Request: Print all of the records below line for line, changing nothing.
BEGIN Given records
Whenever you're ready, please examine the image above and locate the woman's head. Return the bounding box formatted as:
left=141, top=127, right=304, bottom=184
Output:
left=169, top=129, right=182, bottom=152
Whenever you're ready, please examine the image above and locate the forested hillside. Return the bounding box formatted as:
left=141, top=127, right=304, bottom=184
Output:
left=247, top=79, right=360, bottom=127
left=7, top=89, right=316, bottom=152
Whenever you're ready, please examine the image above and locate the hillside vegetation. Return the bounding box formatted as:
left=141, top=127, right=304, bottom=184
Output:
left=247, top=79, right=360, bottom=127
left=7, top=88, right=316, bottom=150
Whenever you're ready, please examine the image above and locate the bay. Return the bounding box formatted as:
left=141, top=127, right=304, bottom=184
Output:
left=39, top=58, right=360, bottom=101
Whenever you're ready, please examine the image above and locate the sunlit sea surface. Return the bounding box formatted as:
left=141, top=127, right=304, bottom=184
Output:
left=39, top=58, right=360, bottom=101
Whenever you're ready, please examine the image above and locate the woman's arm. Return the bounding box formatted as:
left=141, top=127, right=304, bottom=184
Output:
END Given records
Finished exercise:
Whenever you're ready, please examine the image above and locate the woman's head. Return the bounding box formatted as:
left=141, top=127, right=304, bottom=184
Output:
left=169, top=129, right=182, bottom=152
Whenever you're ready, please examine the image above and locate the forested hillside. Return the bounding box formatted as:
left=141, top=127, right=304, bottom=184
Output:
left=247, top=79, right=360, bottom=127
left=7, top=89, right=316, bottom=152
Whenever you're ready, please examine the image above and locate the hillside vegetation. Return the bounding box formatted as:
left=141, top=127, right=304, bottom=184
Output:
left=247, top=79, right=360, bottom=127
left=7, top=88, right=316, bottom=150
Whenever you're ready, please examine the image above and locate the bay. Return the bounding box formatted as:
left=141, top=127, right=304, bottom=184
Output:
left=39, top=58, right=360, bottom=101
Whenever you're ready, please examine the image above and locate the sunlit sea surface. Return the bounding box formatted as:
left=141, top=127, right=304, bottom=184
Output:
left=39, top=58, right=360, bottom=101
Whenever you're ready, please examine the image above and locate the woman's arm. Return the bounding box formatted as:
left=141, top=127, right=304, bottom=184
Output:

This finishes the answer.